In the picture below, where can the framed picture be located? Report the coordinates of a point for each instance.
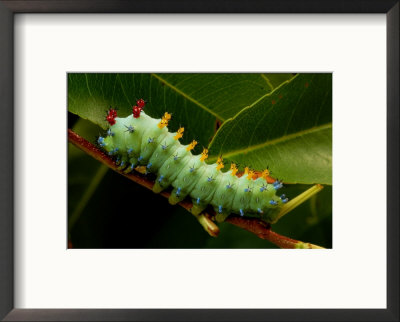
(261, 133)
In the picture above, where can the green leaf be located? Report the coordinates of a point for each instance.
(195, 100)
(91, 95)
(289, 130)
(223, 95)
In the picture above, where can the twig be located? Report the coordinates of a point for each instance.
(254, 226)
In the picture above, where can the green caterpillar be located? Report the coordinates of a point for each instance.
(141, 140)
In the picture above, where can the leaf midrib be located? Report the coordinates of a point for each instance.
(281, 139)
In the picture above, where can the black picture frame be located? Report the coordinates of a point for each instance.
(7, 11)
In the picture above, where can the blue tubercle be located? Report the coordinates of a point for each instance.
(130, 129)
(100, 141)
(278, 184)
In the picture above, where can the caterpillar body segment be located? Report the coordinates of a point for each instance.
(139, 139)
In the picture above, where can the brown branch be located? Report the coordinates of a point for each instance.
(254, 226)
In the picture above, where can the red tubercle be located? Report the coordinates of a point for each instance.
(111, 116)
(140, 103)
(136, 111)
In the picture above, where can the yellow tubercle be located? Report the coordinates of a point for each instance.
(204, 154)
(191, 145)
(250, 175)
(265, 174)
(164, 121)
(234, 169)
(179, 133)
(220, 163)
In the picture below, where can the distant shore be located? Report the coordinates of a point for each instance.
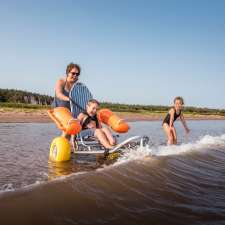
(41, 116)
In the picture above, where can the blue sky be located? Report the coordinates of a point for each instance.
(139, 52)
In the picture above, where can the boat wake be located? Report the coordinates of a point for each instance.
(204, 143)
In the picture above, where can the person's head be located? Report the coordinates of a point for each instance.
(72, 72)
(92, 107)
(178, 103)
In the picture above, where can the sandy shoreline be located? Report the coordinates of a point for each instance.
(41, 116)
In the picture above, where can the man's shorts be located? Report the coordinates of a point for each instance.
(88, 133)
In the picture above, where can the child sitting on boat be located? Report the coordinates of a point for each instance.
(174, 113)
(91, 126)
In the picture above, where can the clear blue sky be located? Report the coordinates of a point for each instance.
(141, 52)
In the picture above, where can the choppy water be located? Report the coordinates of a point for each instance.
(182, 184)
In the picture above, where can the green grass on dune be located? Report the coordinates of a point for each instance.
(123, 108)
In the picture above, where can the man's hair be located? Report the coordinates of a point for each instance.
(94, 101)
(179, 98)
(71, 66)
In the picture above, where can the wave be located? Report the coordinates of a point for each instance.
(204, 142)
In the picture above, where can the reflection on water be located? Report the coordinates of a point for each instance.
(159, 184)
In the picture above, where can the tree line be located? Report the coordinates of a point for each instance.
(24, 99)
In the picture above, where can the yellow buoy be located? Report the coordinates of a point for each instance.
(60, 150)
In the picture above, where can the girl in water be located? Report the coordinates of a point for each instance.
(174, 113)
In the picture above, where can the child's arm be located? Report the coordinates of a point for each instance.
(171, 112)
(99, 124)
(184, 123)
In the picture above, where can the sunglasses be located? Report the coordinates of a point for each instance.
(75, 74)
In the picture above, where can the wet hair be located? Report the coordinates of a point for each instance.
(179, 98)
(93, 101)
(72, 66)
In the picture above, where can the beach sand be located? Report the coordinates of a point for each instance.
(41, 116)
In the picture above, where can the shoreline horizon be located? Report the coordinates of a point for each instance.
(41, 116)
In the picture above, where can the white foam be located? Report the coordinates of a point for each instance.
(142, 152)
(7, 188)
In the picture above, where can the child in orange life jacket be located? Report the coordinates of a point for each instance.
(91, 126)
(174, 113)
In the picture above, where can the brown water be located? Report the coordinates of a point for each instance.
(182, 184)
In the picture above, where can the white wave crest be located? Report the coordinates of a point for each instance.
(142, 152)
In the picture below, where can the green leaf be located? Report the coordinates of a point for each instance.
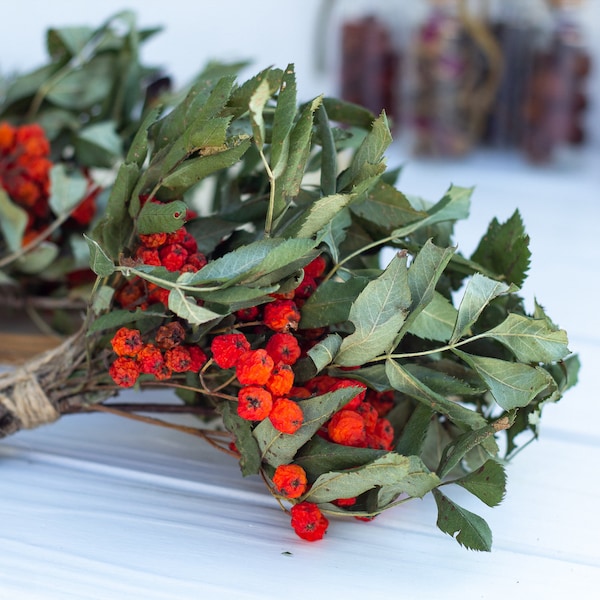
(480, 291)
(387, 207)
(348, 113)
(300, 138)
(318, 215)
(66, 189)
(100, 262)
(403, 381)
(279, 448)
(377, 315)
(413, 435)
(319, 456)
(195, 170)
(13, 222)
(115, 229)
(288, 256)
(323, 353)
(423, 276)
(283, 120)
(98, 145)
(328, 153)
(138, 149)
(531, 340)
(436, 321)
(453, 206)
(471, 530)
(245, 442)
(187, 308)
(331, 302)
(488, 483)
(256, 106)
(504, 249)
(102, 300)
(513, 385)
(157, 217)
(67, 41)
(38, 259)
(458, 448)
(390, 470)
(83, 88)
(368, 161)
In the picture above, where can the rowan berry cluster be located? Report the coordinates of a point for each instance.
(177, 251)
(259, 352)
(25, 165)
(164, 355)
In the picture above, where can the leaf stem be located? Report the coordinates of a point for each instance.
(271, 207)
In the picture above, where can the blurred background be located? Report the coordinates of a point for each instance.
(455, 76)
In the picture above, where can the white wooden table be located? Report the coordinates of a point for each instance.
(96, 507)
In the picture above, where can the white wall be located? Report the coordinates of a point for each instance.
(270, 32)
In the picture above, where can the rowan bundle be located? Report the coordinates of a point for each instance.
(238, 261)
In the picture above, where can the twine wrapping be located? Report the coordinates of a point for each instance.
(26, 400)
(26, 392)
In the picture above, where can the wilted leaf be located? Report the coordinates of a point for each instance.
(531, 340)
(513, 385)
(488, 483)
(469, 530)
(377, 314)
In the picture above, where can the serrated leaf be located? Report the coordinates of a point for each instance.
(318, 215)
(82, 88)
(453, 206)
(157, 217)
(245, 442)
(403, 381)
(436, 321)
(279, 448)
(195, 170)
(283, 120)
(187, 308)
(115, 229)
(328, 153)
(414, 433)
(98, 145)
(531, 340)
(480, 291)
(319, 456)
(483, 438)
(323, 353)
(258, 101)
(488, 483)
(288, 256)
(513, 385)
(368, 161)
(119, 317)
(13, 222)
(387, 207)
(377, 315)
(66, 189)
(389, 471)
(138, 149)
(504, 249)
(100, 262)
(102, 301)
(469, 529)
(423, 276)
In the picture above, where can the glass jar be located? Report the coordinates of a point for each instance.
(517, 26)
(555, 99)
(365, 45)
(452, 80)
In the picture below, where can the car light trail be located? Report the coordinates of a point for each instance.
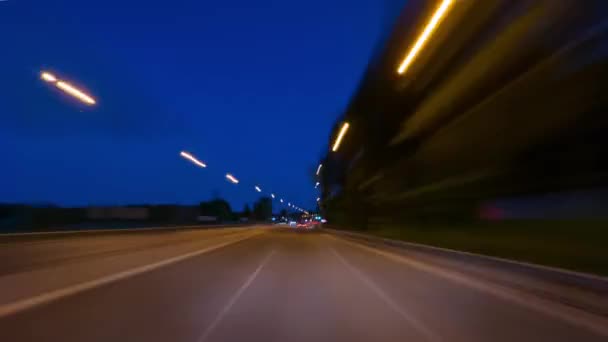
(232, 179)
(428, 30)
(75, 92)
(340, 136)
(192, 159)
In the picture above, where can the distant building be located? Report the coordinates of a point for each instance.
(117, 213)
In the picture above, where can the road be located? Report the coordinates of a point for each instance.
(262, 285)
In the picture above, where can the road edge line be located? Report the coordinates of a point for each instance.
(54, 295)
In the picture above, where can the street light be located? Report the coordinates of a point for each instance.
(232, 179)
(67, 88)
(192, 159)
(77, 93)
(428, 30)
(340, 136)
(48, 77)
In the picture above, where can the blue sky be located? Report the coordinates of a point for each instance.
(250, 87)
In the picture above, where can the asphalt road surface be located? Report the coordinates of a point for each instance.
(274, 285)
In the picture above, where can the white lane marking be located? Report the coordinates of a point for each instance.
(220, 316)
(576, 317)
(420, 327)
(45, 298)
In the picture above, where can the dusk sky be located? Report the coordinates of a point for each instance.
(249, 87)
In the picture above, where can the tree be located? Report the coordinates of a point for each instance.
(218, 208)
(246, 211)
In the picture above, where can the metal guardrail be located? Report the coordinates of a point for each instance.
(580, 290)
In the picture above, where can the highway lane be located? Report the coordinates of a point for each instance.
(286, 286)
(27, 252)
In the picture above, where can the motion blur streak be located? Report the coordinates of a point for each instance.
(77, 93)
(428, 30)
(232, 179)
(340, 136)
(48, 77)
(192, 159)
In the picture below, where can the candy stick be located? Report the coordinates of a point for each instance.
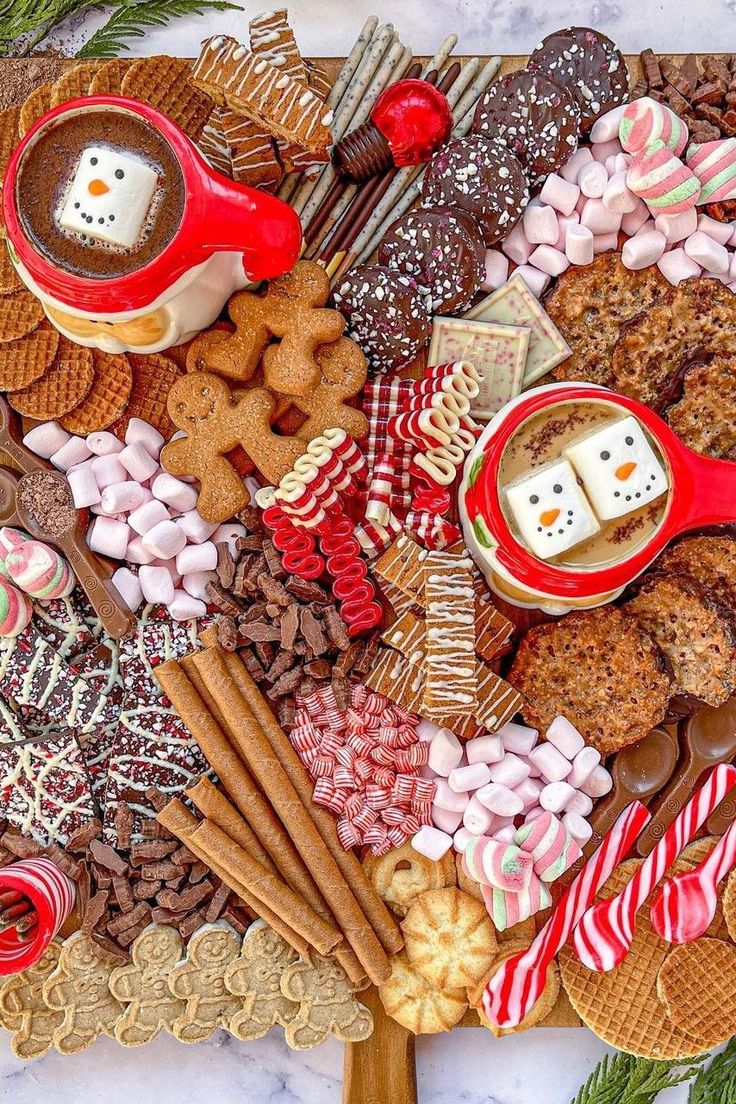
(684, 906)
(603, 937)
(518, 985)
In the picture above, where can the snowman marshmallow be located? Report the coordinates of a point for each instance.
(109, 197)
(618, 467)
(551, 510)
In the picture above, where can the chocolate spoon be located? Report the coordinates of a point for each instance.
(708, 738)
(116, 617)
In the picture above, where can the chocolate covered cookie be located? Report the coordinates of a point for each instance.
(387, 314)
(589, 65)
(481, 177)
(534, 116)
(441, 250)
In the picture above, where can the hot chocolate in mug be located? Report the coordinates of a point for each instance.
(128, 237)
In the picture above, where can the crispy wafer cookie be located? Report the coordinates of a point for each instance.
(696, 984)
(166, 83)
(61, 388)
(107, 397)
(25, 360)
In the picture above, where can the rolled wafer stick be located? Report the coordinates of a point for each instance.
(252, 743)
(376, 912)
(177, 819)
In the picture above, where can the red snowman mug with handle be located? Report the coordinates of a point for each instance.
(701, 491)
(227, 235)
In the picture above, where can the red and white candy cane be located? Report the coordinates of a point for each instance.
(518, 985)
(603, 937)
(51, 894)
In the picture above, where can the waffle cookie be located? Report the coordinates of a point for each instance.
(599, 670)
(589, 305)
(696, 636)
(705, 416)
(621, 1006)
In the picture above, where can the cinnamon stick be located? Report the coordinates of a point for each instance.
(251, 741)
(377, 914)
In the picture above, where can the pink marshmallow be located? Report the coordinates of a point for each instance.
(45, 439)
(579, 245)
(156, 584)
(128, 587)
(164, 540)
(486, 749)
(108, 537)
(141, 433)
(138, 462)
(565, 738)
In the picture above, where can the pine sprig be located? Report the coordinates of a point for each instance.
(131, 21)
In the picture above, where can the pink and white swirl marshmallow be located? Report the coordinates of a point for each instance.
(662, 180)
(714, 163)
(646, 120)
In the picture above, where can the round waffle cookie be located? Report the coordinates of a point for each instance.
(621, 1007)
(589, 304)
(61, 388)
(25, 360)
(107, 397)
(696, 984)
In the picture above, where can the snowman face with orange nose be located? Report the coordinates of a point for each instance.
(108, 198)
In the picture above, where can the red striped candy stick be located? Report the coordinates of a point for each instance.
(518, 985)
(603, 937)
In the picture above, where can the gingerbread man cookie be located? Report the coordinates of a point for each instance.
(200, 983)
(215, 423)
(328, 1005)
(144, 986)
(80, 988)
(24, 1011)
(256, 976)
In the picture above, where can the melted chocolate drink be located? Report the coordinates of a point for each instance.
(100, 193)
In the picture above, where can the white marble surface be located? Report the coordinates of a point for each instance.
(544, 1067)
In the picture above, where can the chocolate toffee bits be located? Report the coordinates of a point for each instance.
(482, 178)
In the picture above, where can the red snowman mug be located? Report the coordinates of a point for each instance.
(702, 491)
(227, 236)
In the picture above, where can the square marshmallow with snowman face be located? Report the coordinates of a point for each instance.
(109, 197)
(551, 510)
(618, 467)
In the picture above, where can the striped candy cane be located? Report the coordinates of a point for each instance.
(605, 933)
(518, 985)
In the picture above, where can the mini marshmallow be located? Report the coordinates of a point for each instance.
(84, 487)
(486, 749)
(584, 764)
(108, 537)
(445, 752)
(704, 251)
(138, 462)
(592, 180)
(183, 606)
(551, 261)
(128, 587)
(164, 540)
(551, 510)
(555, 796)
(72, 452)
(551, 762)
(565, 738)
(174, 492)
(156, 584)
(618, 468)
(497, 271)
(141, 433)
(579, 245)
(500, 799)
(45, 439)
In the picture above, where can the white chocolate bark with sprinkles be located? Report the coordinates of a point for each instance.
(249, 85)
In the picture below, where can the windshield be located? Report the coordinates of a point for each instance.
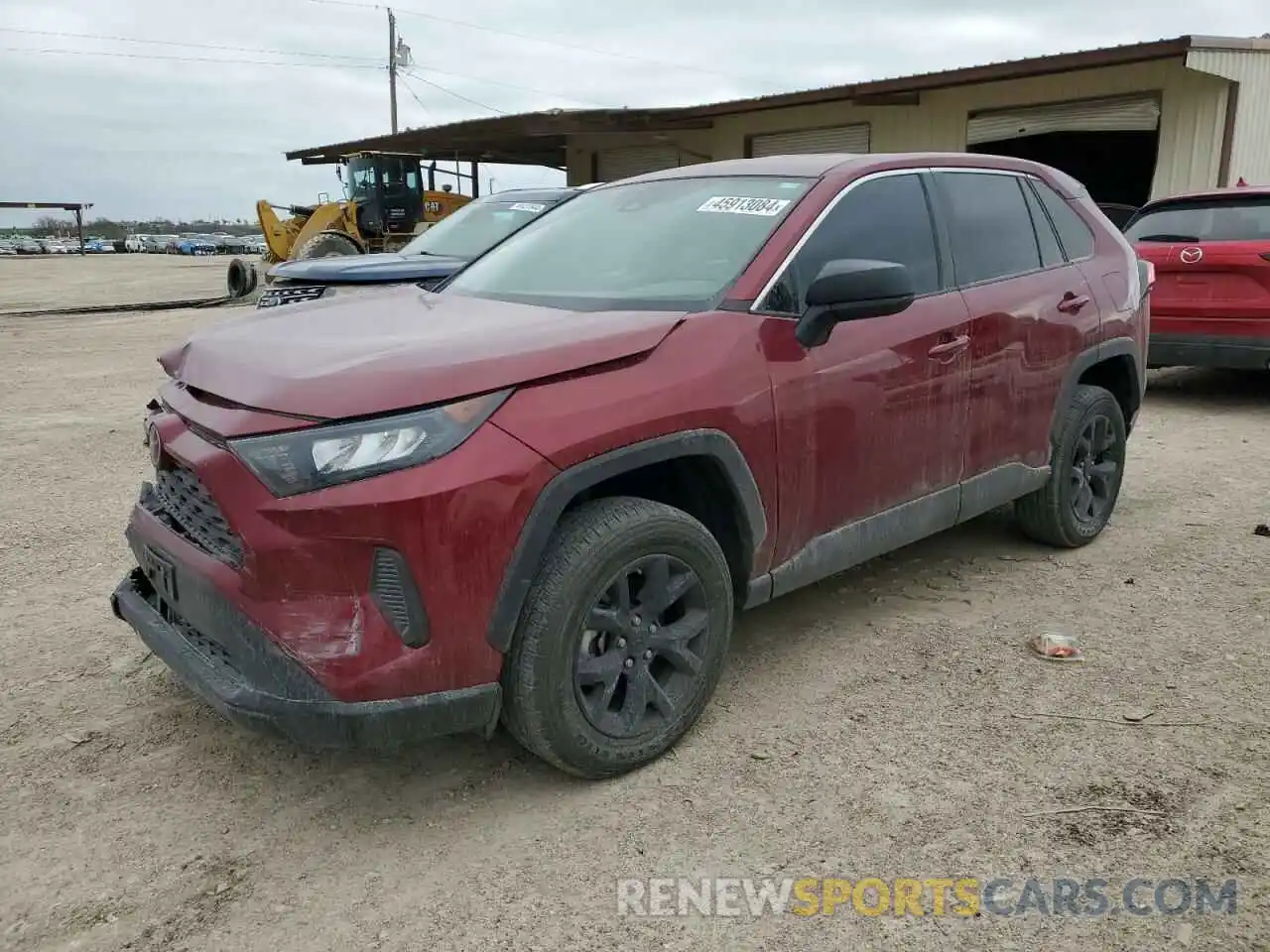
(475, 227)
(672, 244)
(397, 175)
(1220, 220)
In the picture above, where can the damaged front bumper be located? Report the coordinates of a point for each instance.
(236, 669)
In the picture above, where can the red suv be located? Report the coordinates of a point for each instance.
(543, 493)
(1210, 250)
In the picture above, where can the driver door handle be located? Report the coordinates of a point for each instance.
(1072, 303)
(951, 348)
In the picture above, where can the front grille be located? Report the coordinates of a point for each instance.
(394, 592)
(208, 648)
(290, 295)
(189, 509)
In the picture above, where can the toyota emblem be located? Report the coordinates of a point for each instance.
(155, 444)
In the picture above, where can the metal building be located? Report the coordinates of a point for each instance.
(1133, 122)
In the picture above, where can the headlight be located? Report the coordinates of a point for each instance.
(302, 461)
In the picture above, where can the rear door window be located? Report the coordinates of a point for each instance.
(989, 225)
(1051, 253)
(1075, 235)
(1220, 220)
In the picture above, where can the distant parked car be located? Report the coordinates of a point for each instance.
(1118, 212)
(544, 492)
(1211, 301)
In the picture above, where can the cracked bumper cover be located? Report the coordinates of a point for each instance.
(275, 693)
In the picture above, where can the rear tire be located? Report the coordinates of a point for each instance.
(1086, 471)
(326, 244)
(601, 678)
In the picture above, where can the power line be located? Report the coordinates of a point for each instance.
(512, 85)
(416, 96)
(60, 35)
(456, 95)
(187, 59)
(535, 39)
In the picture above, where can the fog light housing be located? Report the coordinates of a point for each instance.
(398, 598)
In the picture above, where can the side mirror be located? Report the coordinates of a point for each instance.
(848, 290)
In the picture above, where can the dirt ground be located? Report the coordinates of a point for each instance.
(44, 282)
(867, 726)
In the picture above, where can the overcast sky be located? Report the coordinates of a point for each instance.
(176, 137)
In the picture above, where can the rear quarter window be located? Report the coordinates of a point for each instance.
(1213, 220)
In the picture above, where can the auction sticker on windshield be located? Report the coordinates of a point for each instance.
(735, 204)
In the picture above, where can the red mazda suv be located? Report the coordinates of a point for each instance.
(1210, 250)
(541, 494)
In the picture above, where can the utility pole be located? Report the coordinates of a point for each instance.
(393, 66)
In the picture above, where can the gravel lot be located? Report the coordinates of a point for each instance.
(867, 726)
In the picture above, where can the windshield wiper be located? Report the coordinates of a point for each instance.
(1166, 236)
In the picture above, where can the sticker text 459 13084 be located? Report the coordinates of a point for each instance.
(735, 204)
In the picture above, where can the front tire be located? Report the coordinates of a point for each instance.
(621, 640)
(1086, 471)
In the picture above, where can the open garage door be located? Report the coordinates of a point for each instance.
(1107, 144)
(635, 160)
(837, 139)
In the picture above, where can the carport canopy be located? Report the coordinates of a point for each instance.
(1130, 113)
(530, 139)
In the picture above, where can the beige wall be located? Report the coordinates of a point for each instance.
(1193, 114)
(1250, 150)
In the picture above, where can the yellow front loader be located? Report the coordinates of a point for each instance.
(386, 206)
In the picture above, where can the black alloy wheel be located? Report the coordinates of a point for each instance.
(640, 655)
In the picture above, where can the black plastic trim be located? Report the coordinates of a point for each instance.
(897, 527)
(568, 484)
(997, 486)
(1206, 350)
(867, 538)
(1091, 357)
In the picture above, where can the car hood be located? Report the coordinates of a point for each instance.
(400, 348)
(368, 270)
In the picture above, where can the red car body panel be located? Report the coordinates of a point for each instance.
(1211, 298)
(885, 412)
(305, 571)
(1227, 291)
(411, 348)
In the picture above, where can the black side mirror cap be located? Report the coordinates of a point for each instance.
(852, 289)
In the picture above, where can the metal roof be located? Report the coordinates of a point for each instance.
(540, 139)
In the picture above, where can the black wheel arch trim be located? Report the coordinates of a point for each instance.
===
▸ **Short task**:
Copy exactly, word for word, the line with "In the picture above, where can the carport" through the final line of the listing.

▸ **Exercise result**:
In the picture above, where can the carport canopy be located? Report the coordinates of a point for each instance.
(1130, 113)
(530, 139)
In the picture above, where can the beige wall be located? Report the coordinates of a point for each instance.
(1193, 114)
(1250, 150)
In the picture above, where can the yellow front loader be located? Report the coordinates of a point for each instance.
(386, 206)
In the picture above, where can the black alloy wheel be located? Report the coordinates of a point for each instance.
(640, 655)
In the picture above, where can the black plastic trim be located? Report the coordinates of a point for each instance.
(897, 527)
(568, 484)
(997, 486)
(1206, 350)
(867, 538)
(1091, 357)
In the picture above, where can the car hood be located? Report the coordinates of a point for each instance.
(400, 348)
(368, 270)
In the picture above, where can the red car body panel be located? Report the coordinates of a point for each instance.
(1211, 298)
(885, 412)
(305, 571)
(1227, 291)
(411, 348)
In the picture above, where can the black side mirror cap be located? Report the coordinates of a point for each instance.
(852, 289)
In the picture above, where can the metal roof be located? Report the coordinates of a point for each instance.
(540, 139)
In the picture above, where can the black wheel arch trim be located? Report the coordinates of a point for each instance.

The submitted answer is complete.